* [Goals]
(A) Echo the passage of the wine club notes between "Glow Glow, 2021" and "500 times better.", inclusive.
(B) Duplicate the lines of the records between the lines holding "Place a point on the white building, one" and "<point>431,240</point>", inclusive.

Wine Club – October 2022
La Perdida, 2021
Spain
Here at T.N.W.C., as you know, we love to source wines from promising, upcoming projects. But we also give maximum respect to the experienced, longstanding guardians of natural winemaking. In Spain, Nacho González is certainly in the latter category by now, with 10 years of quality wines under his belt. Malas Uvas (Bad Grapes) is his version of a Palomino-based wine, a grape once widely planted in his native Galicia, but that has received a bad rap in the region in recent years. Here it’s flushed out with the indigenous Doña Branca to bolster its character. The wine itself is a subtle study in Atlantic-climate winemaking: saline, balanced, floral, and light on its feet. It’s not an exuberant, expressive drink; it’s a contemplative bottle for quieter moments. Ready to drink, but will certainly improve within a year or two.
Glow Glow, 2021
Germany
Perennial favourites of the T.N.W.C. team Glow Glow Wines have returned with a new vintage of their Weiss Wein, to all our collective delight! This zippy, electric white is a blend of three uniquely German “new breed” varieties, meaning they were borne through laboratory experimentation and “crossing” (sexual reproduction) of other grapes. Mild and fruit-forward Müller-Thurgau (Riesling x Madeleine Royale, 1882) is the best known and most widely planted of the three. Tropical and floral Bacchus (Müller-Thurgau x unnamed Riesling/Sylvaner cross, 1933) brings the body, and aromatic Scheurebe (Riesling x unknown wild vine, 1916) brings its characteristic blackcurrant and grapefruit notes. The resulting wine is fun and spritzy, and much less austere than most German bottlings: like a hard seltzer, but at least 500 times better.
Niloufar, 2021
Hungary
As the bottle will tell you, all the wines from travelling winemaker Niloufar’s 2021 vintage are named Bennie after her beloved truck that was totaled in a freak accident. Thankfully she is doing just fine, and this bright and spicy orange wine is a beautiful homage to Bennie, her trusted former companion. Nilou took Hárslevelű grapes harvested in Hungary and brought them to a winery in her native Netherlands for vinification. A relatively lengthy maceration on the grapes brought about a great structure, balanced perfectly with fruit and acidity, that is wrapped up in a distinctly herbaceous, almost minty finish. Since 2021, Nilou has continued on the road in Bennie’s successor, making wine this year in Penedès near Barcelona, which is how we came to know her and her fascinating wines. We predict a bright future.

(Data listing)

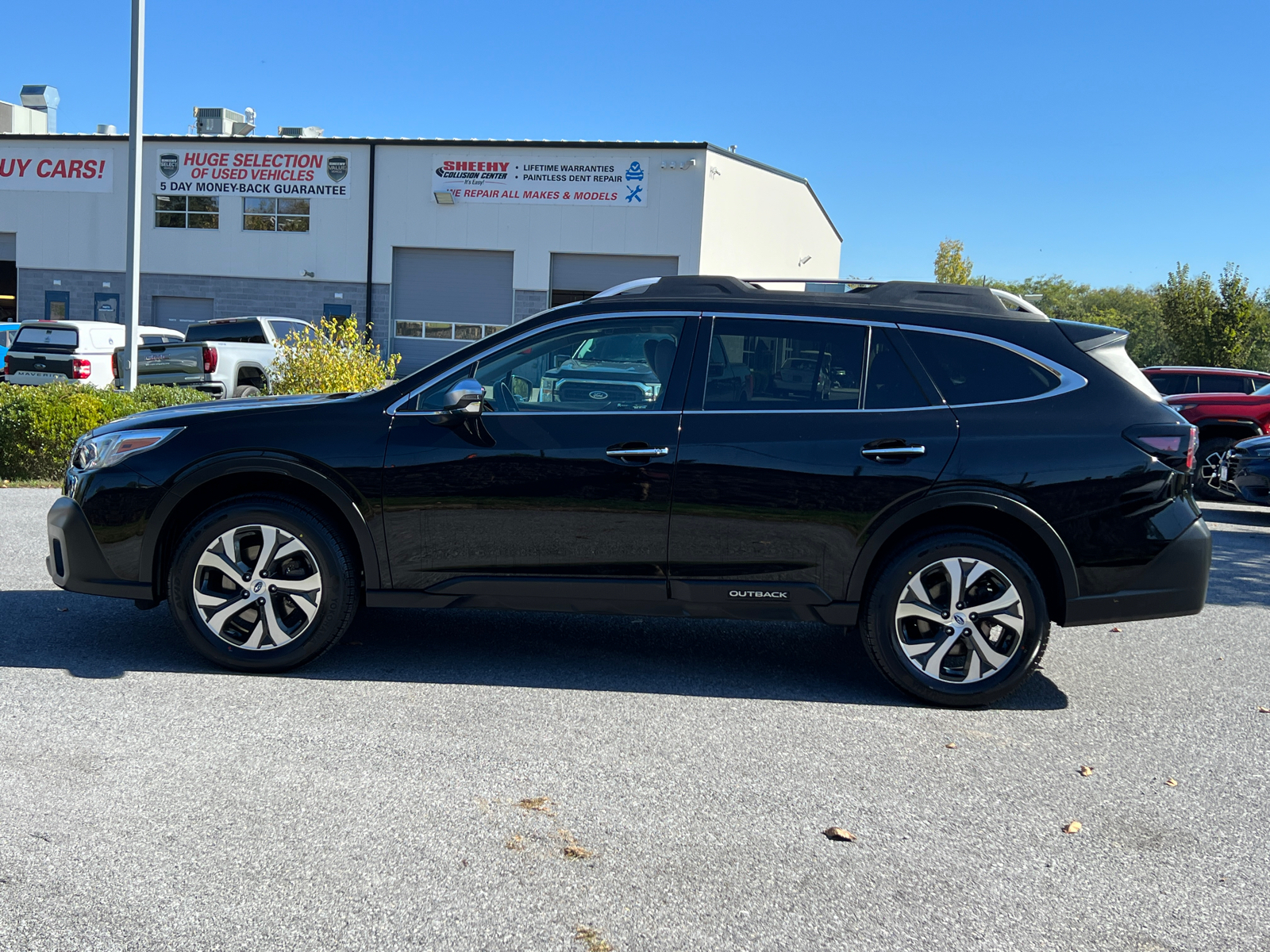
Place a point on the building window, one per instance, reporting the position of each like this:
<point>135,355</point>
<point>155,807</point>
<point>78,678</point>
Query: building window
<point>440,330</point>
<point>276,215</point>
<point>187,211</point>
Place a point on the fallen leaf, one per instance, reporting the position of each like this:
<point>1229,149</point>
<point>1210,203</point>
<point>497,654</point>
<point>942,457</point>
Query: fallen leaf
<point>539,804</point>
<point>572,848</point>
<point>840,835</point>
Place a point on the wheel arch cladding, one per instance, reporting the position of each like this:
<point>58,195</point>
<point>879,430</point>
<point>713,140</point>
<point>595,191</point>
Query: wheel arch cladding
<point>1014,524</point>
<point>213,486</point>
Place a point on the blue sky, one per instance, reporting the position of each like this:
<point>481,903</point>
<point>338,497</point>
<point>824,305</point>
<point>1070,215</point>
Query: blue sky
<point>1103,141</point>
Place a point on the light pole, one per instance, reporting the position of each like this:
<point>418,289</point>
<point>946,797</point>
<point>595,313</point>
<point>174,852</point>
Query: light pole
<point>133,277</point>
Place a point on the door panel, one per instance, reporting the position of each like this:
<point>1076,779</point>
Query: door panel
<point>783,495</point>
<point>539,484</point>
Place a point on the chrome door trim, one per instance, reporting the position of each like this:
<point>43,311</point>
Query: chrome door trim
<point>394,408</point>
<point>1068,380</point>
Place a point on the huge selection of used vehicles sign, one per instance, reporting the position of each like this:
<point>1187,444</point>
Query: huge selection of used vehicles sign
<point>42,169</point>
<point>206,171</point>
<point>616,182</point>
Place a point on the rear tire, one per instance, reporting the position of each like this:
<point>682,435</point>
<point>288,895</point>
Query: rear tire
<point>939,649</point>
<point>1208,467</point>
<point>249,611</point>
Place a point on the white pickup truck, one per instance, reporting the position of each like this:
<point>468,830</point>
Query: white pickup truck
<point>226,359</point>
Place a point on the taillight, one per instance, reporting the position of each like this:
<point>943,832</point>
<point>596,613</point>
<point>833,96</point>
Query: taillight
<point>1170,443</point>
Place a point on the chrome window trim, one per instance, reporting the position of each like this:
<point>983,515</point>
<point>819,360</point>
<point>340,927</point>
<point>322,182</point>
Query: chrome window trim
<point>394,408</point>
<point>1068,380</point>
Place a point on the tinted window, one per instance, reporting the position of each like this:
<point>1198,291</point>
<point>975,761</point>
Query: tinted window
<point>759,365</point>
<point>1168,384</point>
<point>35,338</point>
<point>1223,384</point>
<point>230,333</point>
<point>969,371</point>
<point>595,367</point>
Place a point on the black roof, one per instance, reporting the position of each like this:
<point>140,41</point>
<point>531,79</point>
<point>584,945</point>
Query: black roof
<point>908,295</point>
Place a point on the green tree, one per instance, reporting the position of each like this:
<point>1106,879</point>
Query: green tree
<point>337,359</point>
<point>952,266</point>
<point>1214,327</point>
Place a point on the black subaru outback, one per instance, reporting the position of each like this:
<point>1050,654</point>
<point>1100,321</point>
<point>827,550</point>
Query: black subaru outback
<point>943,466</point>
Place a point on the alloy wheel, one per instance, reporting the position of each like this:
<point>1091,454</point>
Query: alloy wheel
<point>257,587</point>
<point>960,621</point>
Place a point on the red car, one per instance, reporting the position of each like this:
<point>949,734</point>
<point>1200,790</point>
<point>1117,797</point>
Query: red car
<point>1223,420</point>
<point>1204,380</point>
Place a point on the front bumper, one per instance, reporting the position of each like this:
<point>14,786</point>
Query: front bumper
<point>1174,583</point>
<point>75,562</point>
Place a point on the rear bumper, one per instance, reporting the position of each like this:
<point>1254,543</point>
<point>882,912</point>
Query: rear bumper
<point>75,562</point>
<point>1174,583</point>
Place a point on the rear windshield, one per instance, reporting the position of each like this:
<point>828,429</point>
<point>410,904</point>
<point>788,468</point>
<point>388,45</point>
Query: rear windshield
<point>32,336</point>
<point>232,333</point>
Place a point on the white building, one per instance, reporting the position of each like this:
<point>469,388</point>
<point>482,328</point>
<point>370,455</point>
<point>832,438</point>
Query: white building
<point>431,240</point>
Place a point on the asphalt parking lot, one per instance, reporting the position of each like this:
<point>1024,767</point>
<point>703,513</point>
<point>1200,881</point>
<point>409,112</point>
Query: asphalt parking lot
<point>371,801</point>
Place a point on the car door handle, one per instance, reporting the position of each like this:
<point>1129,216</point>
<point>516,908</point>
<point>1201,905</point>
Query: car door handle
<point>645,452</point>
<point>897,454</point>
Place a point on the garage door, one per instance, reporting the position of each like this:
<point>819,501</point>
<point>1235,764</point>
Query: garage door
<point>444,298</point>
<point>179,313</point>
<point>578,277</point>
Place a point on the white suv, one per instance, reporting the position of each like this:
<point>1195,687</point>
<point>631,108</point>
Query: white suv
<point>46,352</point>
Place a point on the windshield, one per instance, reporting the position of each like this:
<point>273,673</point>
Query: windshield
<point>229,333</point>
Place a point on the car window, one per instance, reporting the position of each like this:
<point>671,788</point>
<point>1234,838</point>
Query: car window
<point>228,333</point>
<point>889,382</point>
<point>1170,384</point>
<point>1222,384</point>
<point>59,338</point>
<point>601,366</point>
<point>968,371</point>
<point>765,365</point>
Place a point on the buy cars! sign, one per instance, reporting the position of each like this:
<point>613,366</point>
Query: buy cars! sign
<point>56,169</point>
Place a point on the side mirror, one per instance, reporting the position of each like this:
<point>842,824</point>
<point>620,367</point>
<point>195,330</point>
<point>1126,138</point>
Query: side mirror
<point>467,397</point>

* [Task results]
(A)
Glow Glow, 2021
Germany
Perennial favourites of the T.N.W.C. team Glow Glow Wines have returned with a new vintage of their Weiss Wein, to all our collective delight! This zippy, electric white is a blend of three uniquely German “new breed” varieties, meaning they were borne through laboratory experimentation and “crossing” (sexual reproduction) of other grapes. Mild and fruit-forward Müller-Thurgau (Riesling x Madeleine Royale, 1882) is the best known and most widely planted of the three. Tropical and floral Bacchus (Müller-Thurgau x unnamed Riesling/Sylvaner cross, 1933) brings the body, and aromatic Scheurebe (Riesling x unknown wild vine, 1916) brings its characteristic blackcurrant and grapefruit notes. The resulting wine is fun and spritzy, and much less austere than most German bottlings: like a hard seltzer, but at least 500 times better.

(B)
Place a point on the white building, one per instance, reporting the position of each like this:
<point>469,388</point>
<point>482,328</point>
<point>370,455</point>
<point>832,438</point>
Query: white building
<point>431,240</point>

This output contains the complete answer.